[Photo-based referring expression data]
+===+

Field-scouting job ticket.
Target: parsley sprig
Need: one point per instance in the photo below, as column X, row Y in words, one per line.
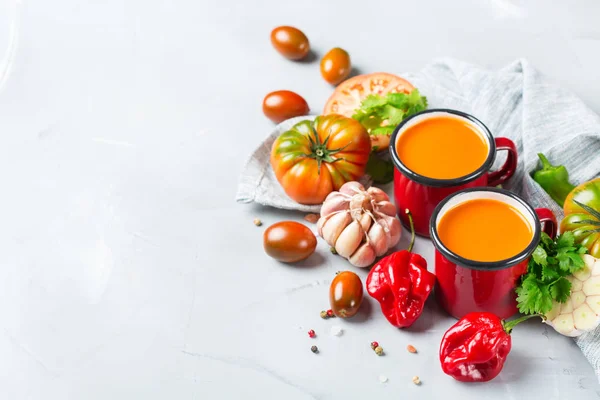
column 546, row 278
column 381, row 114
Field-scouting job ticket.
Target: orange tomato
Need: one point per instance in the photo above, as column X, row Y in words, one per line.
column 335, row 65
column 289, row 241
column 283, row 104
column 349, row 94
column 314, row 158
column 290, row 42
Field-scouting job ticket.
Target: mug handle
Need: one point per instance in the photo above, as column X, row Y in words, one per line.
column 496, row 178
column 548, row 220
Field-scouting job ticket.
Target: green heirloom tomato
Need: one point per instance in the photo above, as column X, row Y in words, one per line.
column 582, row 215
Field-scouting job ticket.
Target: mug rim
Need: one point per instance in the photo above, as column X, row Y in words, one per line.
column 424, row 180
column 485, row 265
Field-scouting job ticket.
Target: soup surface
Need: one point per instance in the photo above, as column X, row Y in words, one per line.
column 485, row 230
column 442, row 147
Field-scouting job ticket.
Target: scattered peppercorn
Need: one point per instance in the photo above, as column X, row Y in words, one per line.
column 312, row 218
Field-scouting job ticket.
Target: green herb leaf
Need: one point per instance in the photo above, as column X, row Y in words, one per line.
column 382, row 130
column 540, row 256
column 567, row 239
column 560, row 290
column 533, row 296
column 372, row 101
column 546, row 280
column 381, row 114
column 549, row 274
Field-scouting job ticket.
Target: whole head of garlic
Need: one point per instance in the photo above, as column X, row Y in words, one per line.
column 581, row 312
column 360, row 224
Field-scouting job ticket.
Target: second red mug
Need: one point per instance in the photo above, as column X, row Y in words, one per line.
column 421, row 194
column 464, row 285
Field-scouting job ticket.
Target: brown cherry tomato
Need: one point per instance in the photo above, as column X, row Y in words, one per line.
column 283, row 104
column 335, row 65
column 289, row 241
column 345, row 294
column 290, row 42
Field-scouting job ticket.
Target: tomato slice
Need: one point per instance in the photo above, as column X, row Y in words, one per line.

+===+

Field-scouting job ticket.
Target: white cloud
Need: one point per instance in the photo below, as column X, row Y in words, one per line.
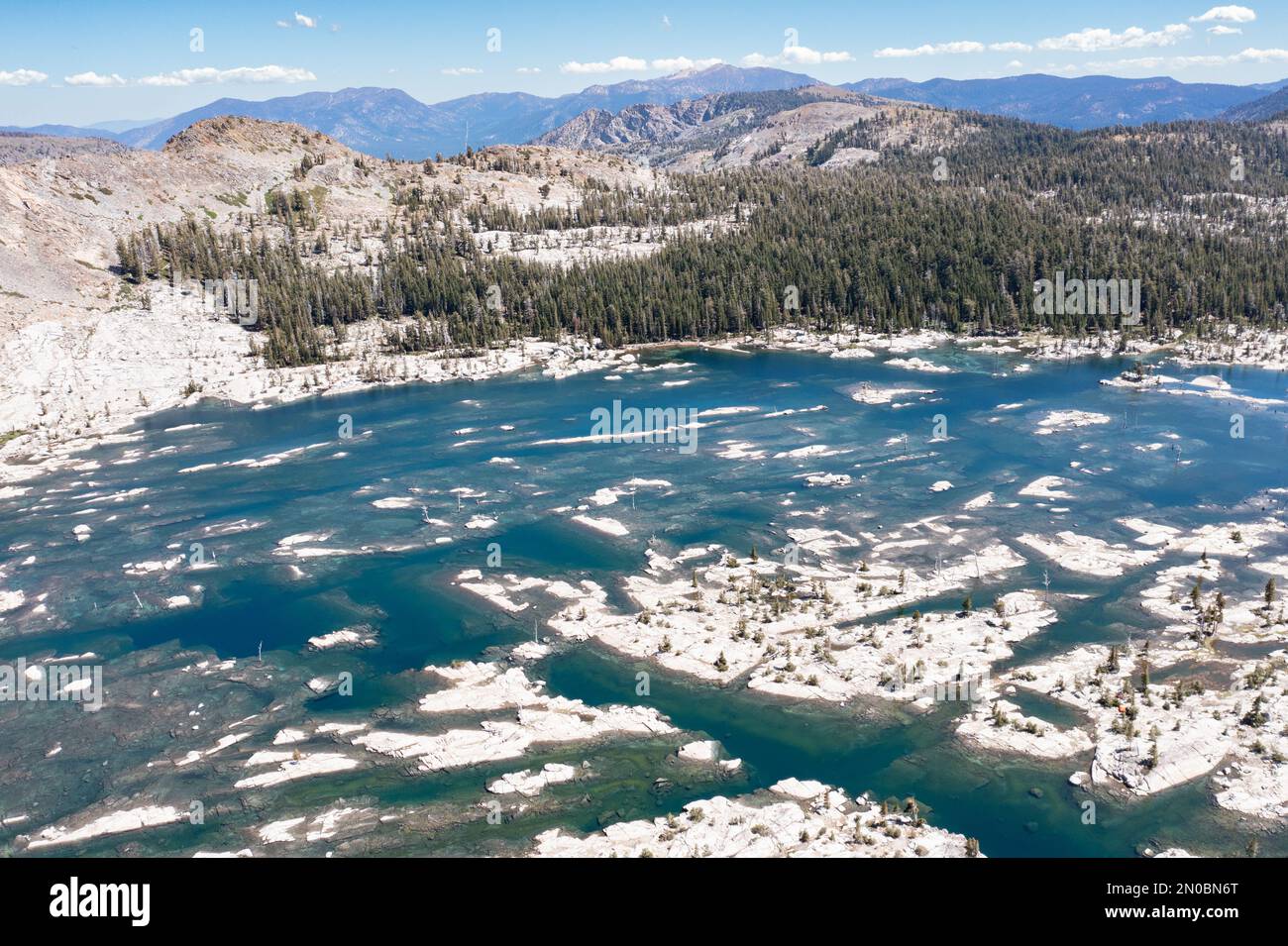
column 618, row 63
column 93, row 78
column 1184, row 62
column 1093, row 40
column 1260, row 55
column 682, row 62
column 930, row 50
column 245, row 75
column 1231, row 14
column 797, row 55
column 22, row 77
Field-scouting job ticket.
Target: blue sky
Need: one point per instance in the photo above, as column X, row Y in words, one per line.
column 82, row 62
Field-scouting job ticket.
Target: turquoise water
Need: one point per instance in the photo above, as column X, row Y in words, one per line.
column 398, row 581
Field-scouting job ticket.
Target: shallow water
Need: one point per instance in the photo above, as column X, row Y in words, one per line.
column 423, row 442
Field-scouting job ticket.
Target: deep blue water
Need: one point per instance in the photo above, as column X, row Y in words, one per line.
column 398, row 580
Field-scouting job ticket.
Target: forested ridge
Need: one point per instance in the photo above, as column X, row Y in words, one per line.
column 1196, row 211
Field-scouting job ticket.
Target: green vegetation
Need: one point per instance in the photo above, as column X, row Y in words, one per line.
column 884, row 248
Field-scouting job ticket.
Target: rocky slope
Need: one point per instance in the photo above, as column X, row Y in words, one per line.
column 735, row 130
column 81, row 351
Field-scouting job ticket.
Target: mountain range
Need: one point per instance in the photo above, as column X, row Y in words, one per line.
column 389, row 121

+===+

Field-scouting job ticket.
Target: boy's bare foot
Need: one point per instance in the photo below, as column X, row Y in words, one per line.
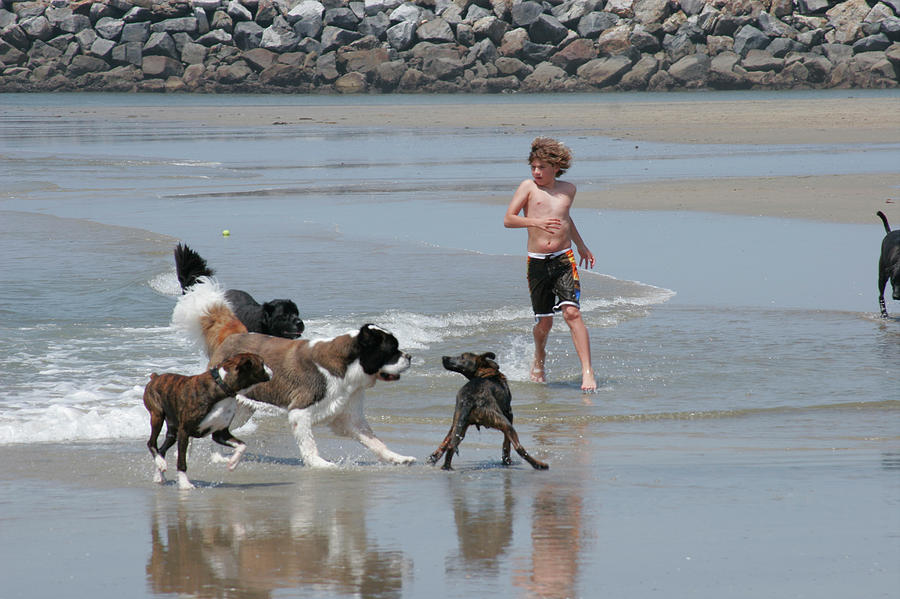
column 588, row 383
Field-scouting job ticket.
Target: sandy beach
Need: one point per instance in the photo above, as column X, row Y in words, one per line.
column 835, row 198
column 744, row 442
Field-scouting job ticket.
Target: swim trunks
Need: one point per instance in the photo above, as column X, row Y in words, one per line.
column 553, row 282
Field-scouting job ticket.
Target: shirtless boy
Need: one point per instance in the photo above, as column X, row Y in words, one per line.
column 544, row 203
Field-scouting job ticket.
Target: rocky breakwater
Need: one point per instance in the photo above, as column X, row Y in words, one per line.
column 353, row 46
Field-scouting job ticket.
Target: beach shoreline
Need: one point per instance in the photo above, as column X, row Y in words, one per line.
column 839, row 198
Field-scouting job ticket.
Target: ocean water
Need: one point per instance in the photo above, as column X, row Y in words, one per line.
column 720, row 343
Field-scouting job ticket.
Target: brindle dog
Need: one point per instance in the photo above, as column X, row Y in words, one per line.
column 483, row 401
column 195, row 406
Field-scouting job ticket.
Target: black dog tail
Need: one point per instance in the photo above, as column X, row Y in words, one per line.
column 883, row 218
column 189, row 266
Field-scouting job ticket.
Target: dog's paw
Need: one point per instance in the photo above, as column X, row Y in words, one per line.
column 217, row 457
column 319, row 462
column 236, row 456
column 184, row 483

+===+

> _Aim of the task_: Show all lines above holding "rocky".

> _Task response_:
Target: rocky slope
Target: rocky breakwater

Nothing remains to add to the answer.